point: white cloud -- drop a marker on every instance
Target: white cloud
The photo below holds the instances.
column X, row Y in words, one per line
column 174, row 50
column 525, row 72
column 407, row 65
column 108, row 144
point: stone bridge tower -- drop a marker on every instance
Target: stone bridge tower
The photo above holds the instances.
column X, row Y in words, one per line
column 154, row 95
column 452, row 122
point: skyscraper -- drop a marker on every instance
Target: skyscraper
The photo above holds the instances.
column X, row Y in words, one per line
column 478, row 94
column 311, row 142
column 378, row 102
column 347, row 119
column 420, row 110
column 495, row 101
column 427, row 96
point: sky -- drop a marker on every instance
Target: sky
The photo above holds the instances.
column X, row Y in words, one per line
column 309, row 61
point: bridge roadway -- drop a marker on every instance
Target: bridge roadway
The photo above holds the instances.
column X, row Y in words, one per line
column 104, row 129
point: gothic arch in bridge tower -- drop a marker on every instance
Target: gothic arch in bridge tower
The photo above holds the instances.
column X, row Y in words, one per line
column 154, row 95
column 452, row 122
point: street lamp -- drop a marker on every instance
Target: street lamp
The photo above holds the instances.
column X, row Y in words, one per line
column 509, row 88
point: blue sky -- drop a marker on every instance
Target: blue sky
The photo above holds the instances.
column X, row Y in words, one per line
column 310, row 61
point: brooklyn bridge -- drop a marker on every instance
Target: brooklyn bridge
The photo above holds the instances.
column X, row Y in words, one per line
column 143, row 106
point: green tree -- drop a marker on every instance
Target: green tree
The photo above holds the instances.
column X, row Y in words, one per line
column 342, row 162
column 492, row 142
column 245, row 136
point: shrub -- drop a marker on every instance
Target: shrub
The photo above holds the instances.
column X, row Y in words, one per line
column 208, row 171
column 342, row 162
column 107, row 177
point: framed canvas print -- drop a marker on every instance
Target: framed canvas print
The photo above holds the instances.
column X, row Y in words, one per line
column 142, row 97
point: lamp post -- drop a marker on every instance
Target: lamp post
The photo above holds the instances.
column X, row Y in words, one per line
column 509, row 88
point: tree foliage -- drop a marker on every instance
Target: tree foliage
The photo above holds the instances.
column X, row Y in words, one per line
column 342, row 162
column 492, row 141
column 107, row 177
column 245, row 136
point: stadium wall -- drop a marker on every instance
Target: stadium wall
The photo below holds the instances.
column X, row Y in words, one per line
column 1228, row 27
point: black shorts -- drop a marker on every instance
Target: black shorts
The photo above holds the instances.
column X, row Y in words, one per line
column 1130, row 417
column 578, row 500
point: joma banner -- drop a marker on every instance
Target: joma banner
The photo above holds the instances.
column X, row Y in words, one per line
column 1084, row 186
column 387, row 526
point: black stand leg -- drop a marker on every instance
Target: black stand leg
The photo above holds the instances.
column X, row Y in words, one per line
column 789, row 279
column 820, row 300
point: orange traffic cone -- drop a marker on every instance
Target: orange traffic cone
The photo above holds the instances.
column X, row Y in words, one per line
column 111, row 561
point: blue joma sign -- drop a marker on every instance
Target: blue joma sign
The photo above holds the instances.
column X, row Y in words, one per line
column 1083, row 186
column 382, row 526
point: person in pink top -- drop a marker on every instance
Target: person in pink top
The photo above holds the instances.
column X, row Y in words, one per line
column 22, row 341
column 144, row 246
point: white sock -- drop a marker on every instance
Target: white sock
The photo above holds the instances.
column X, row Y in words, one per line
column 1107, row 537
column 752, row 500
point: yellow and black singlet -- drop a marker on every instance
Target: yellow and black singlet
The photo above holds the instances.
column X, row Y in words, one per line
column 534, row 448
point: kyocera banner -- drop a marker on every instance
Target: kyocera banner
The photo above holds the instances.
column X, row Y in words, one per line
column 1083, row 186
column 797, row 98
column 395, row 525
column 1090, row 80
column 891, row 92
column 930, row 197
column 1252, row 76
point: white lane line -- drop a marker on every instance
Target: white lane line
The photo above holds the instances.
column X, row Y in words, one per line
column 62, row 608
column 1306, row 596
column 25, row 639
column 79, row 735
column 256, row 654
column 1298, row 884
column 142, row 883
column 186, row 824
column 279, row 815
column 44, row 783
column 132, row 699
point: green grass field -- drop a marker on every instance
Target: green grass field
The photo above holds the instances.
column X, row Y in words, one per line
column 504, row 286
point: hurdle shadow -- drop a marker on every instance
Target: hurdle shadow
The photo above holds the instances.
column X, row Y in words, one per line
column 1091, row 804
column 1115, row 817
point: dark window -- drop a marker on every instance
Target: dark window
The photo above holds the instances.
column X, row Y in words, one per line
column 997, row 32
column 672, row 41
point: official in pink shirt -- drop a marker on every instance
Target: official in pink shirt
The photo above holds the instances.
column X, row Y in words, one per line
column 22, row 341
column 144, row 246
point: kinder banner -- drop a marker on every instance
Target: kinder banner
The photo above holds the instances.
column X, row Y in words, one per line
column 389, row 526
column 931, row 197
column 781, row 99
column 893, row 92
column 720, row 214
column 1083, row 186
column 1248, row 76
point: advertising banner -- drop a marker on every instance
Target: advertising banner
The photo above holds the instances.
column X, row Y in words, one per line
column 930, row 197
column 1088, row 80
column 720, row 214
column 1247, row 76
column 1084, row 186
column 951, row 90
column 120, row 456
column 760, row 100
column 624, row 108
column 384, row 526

What the task asks
Reproduce each record shown above without altering a single word.

Exercise solution
point: white cloud -- drop a marker on every instance
Target: white cloud
The photo below holds the instances.
column X, row Y in words, one per line
column 174, row 50
column 525, row 72
column 407, row 65
column 108, row 144
point: stone bridge tower -- drop a marker on every instance
Target: stone bridge tower
The photo above holds the instances.
column X, row Y in words, one per line
column 154, row 95
column 452, row 122
point: skyscraper -- drop a marker on every instance
Target: skyscraper
The photo above holds the instances.
column X, row Y in words, one per line
column 478, row 94
column 311, row 142
column 378, row 102
column 347, row 119
column 420, row 110
column 495, row 101
column 427, row 96
point: sky -- drop a marker on every instance
Target: sky
The photo above holds the instances.
column X, row Y in words, one per line
column 309, row 61
point: bridge roadway -- drop a marker on every instance
Target: bridge roadway
The photo above holds the instances.
column X, row Y in words, one per line
column 104, row 129
point: gothic arch in bridge tower -- drop a marker on every instance
Target: gothic arch in bridge tower
The photo above holds the instances.
column X, row Y in words, one per line
column 154, row 95
column 452, row 122
point: street lamp -- drop a marker on every instance
Target: street lamp
The photo above holds the instances.
column X, row Y in words, one per line
column 509, row 88
point: blue sky -- drop a marker on every instance
Target: blue sky
The photo above holds the instances.
column X, row Y in words, one per line
column 310, row 61
point: brooklyn bridge -- drop a marker on every instance
Target: brooklyn bridge
The photo above holds the instances.
column X, row Y in words, one per line
column 143, row 106
point: green tree -- drop a marker on every instance
Target: green tree
The photo above holds the instances.
column X, row Y in words, one per line
column 342, row 162
column 492, row 142
column 245, row 136
point: shrub -- drop a marker on every instance
Target: shrub
The photo above holds the instances.
column X, row Y in words, one per line
column 208, row 171
column 342, row 162
column 107, row 177
point: framed canvas print -- drop a marker on every instance
Target: framed canvas print
The photo above holds the instances.
column X, row Y in words, one per line
column 142, row 97
point: lamp post -- drop a marker on every instance
Target: lamp post
The photo above holds the instances.
column X, row Y in words, one per line
column 509, row 88
point: tree foliage -- drop a marker on every instance
Target: tree foliage
The photo above holds the instances.
column X, row Y in words, one per line
column 342, row 162
column 492, row 141
column 107, row 177
column 245, row 136
point: stadium wall -- drop a marker on every instance
Target: stadium wall
The photo below holds the instances.
column X, row Y in words, one per line
column 1228, row 27
point: black shorts -- drop a marker on every instance
Target: black shorts
The photo above holds the instances.
column X, row Y in words, one per line
column 1130, row 417
column 578, row 500
point: joma banner -- drop a marker on every instance
Target: joma banner
The photo above holds the instances.
column X, row Y in words, one per line
column 1084, row 186
column 387, row 526
point: black stand leg -- drop a marker on every instance
Target: black stand leg
The photo above holds the instances.
column X, row Y in words, one per line
column 789, row 279
column 820, row 300
point: orange traffic cone -- drop a marker on every instance
Target: orange traffic cone
The photo above holds the instances.
column X, row Y in words, one per line
column 111, row 561
point: blue joma sign -- drop a marker on every instance
Target: blue joma sign
The photo above holds the instances.
column X, row Y in words, one per line
column 1083, row 186
column 382, row 526
point: person in pink top -- drop a marker on every instance
Target: person in pink top
The photo above holds the instances.
column X, row Y in words, one per line
column 22, row 341
column 144, row 246
point: white sock -- drop a marker on every instance
Target: white sock
The photo above holds the instances.
column X, row Y in words, one per line
column 1107, row 537
column 752, row 500
point: yellow and black singlet -- drop a marker on every instance
Target: yellow and black singlet
The photo above holds the instances.
column X, row Y in words, one per line
column 534, row 448
point: kyocera banner -- drop a marker on every instance
Target: kyocera banner
The photo above holds the instances.
column X, row Y in words, one per line
column 1083, row 186
column 797, row 98
column 395, row 525
column 1090, row 80
column 891, row 92
column 930, row 197
column 1252, row 76
point: white lane line -- drop a marker on every instance
Target: white lane line
The photo above holds the instances.
column X, row Y in words, one per line
column 62, row 608
column 1306, row 596
column 25, row 639
column 79, row 735
column 256, row 654
column 1298, row 884
column 142, row 883
column 186, row 824
column 279, row 815
column 44, row 783
column 132, row 699
point: green grass field -- drop a marker on every instance
Target: green grass field
The photo above holds the instances.
column X, row Y in words, one per line
column 504, row 286
point: hurdle shadow -- drop a marker on every instance
Target: hurdle shadow
The photo above holds the instances.
column X, row Y in words, one per line
column 1091, row 804
column 1115, row 817
point: dark window -- drop a marker on every instance
Target: dark window
The photo above holds the instances.
column X, row Y in words, one per line
column 997, row 32
column 672, row 41
point: official in pink shirt -- drop a marker on every instance
Target: official in pink shirt
The photo above holds the instances.
column X, row Y in words, one per line
column 22, row 341
column 144, row 246
point: kinder banner -- drop a marker on every instance
Target: kinder banner
The photo above holds the instances.
column X, row Y in words, one per line
column 389, row 526
column 931, row 197
column 781, row 99
column 893, row 92
column 720, row 214
column 1083, row 186
column 1248, row 76
point: advertising banner -- drop a marker on every instance
Target: advertising banner
The photo above holds the instances.
column X, row Y in words, one per line
column 930, row 197
column 1088, row 80
column 720, row 214
column 1247, row 76
column 1084, row 186
column 951, row 90
column 120, row 456
column 760, row 100
column 624, row 108
column 384, row 526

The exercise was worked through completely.